Les essais nucléaires en Polynésie française (II)

En 1966, suite à l'indépendance de l'Algérie, l'armée française déménagea dans le Pacifique Sud, à 24000 km de Paris pour continuer ses funestes expériences nucléaires dans l'une de ses dernières colonies d'outremer : la Polynésie française. Rappelons en quelques lignes les différentes péripéties de cette aventure et quel est le statut écologique de cet archipel aujourd'hui.

Comme tout site à risque, avant d'installer la base navale d'essai nucléaire, l'autorité locale accompagnée des experts militaires du CEA réalisèrent une étude d'impact environnemental notamment atmosphérique, océanographique et géomécanique afin de connaître les propriétés du milieu et sa résistance aux explosions et autres effets radioactifs. Les études d'incidentes, en particulier sur les îles voisines et le platier sous-marin furent réduites au stricte nécessaire et gardées confidentielles.
***
[Série de consignes]
**a.** Condensez sous forme de liste le paragraphe du texte sur les essais nucléaires en Polynésie française qui commence par « En 1966, suite à », en gardant ses faits principaux.
**b.** Poursuivez le texte sur les essais nucléaires en Polynésie française après sa dernière phrase.

[Enregistrements listés]
***
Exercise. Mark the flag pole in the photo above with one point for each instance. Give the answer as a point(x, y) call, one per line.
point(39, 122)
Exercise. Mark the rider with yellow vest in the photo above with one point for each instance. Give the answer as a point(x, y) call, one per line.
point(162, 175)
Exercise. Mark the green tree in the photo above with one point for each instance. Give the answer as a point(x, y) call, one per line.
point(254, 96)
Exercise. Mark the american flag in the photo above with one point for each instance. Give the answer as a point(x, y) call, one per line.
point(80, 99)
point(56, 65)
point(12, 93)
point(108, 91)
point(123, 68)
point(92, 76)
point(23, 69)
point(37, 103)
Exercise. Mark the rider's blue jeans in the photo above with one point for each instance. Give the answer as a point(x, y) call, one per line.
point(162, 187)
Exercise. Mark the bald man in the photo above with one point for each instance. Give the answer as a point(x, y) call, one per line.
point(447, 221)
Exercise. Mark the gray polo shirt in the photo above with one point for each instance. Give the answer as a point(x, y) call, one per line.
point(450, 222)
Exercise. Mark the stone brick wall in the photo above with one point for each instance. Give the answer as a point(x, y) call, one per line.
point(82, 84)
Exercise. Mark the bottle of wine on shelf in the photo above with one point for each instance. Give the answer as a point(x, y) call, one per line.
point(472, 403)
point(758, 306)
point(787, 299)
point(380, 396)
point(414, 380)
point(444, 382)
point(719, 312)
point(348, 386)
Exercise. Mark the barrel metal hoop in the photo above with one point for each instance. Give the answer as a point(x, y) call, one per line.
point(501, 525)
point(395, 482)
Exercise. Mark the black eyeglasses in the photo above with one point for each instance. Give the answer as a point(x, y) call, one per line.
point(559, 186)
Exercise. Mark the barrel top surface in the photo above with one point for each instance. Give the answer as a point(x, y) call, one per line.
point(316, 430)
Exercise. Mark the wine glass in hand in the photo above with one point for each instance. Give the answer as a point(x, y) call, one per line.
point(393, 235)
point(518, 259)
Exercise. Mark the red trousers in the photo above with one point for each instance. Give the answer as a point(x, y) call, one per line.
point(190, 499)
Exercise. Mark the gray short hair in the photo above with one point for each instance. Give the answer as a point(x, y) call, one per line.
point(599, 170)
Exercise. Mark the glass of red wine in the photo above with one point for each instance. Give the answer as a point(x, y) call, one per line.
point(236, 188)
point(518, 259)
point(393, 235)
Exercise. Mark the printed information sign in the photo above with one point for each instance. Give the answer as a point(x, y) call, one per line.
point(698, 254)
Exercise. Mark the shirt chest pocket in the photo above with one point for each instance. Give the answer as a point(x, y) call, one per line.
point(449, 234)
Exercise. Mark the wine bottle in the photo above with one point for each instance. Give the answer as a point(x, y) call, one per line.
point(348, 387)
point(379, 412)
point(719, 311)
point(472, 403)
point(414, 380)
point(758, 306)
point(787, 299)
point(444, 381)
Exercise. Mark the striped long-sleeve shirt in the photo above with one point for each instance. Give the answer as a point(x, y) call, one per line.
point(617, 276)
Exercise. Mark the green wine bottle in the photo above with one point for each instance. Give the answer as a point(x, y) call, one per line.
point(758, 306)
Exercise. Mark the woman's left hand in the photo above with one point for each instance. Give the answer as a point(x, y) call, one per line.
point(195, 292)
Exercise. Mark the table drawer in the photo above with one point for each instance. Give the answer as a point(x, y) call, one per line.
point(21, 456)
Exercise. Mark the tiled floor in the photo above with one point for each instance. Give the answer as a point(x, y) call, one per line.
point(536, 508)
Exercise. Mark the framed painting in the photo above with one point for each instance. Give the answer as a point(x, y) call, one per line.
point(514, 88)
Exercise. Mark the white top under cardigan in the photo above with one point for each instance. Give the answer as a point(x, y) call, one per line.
***
[Réponses successives]
**a.**
- 1966 : après l'indépendance de l'Algérie, l'armée française s'installe dans le Pacifique Sud.
- Destination : la Polynésie française, l'une des dernières colonies d'outre-mer, à 24 000 km de Paris.
- But : poursuivre les expériences nucléaires.
- Annonce : un rappel des péripéties de cette aventure et du statut écologique actuel de l'archipel.

**b.**
Suite aux maladies que contractèrent certains Polynésiens on sait aujourd'hui que le risque de contamination radioactive était loin d'être nul, tant pour les habitants des îles que pour le biotope sous-marin. Le Gouvernement français comme le Sénat ne se sont jamais prononcés sur le sujet, acceptant à l'époque unanimement les résultats des tests d'incidences minimalistes et la décision présidentielle d'utiliser ces îles sans précaution particulière envers la population. S'il n'y avait pas encore mort d'homme, il y avait déjà délit pour non information des risques potentiels à la population locale.

Si cette région est loin de la France, elle est en revanche beaucoup plus près d'Hawaii (3500 km), de la Nouvelle Zélande (3800 km) et de l'Australie (5500 km) dont le Gouvernement français n'a pas pris la peine non plus d'avertir de ses intentions, si ce n'est pas médias interposés, une façon d'éviter probablement une crise diplomatique avec les pays du Pacifique. Cette attitude ne faisait que confirmer l'hypocrisie de la plus haute Autorité française.

Notons que les autres Grandes Puissances agirent de la même manière et généralement furent moins prudentes que la France, même si tout cela est relatif si vous comptez parmi les victimes.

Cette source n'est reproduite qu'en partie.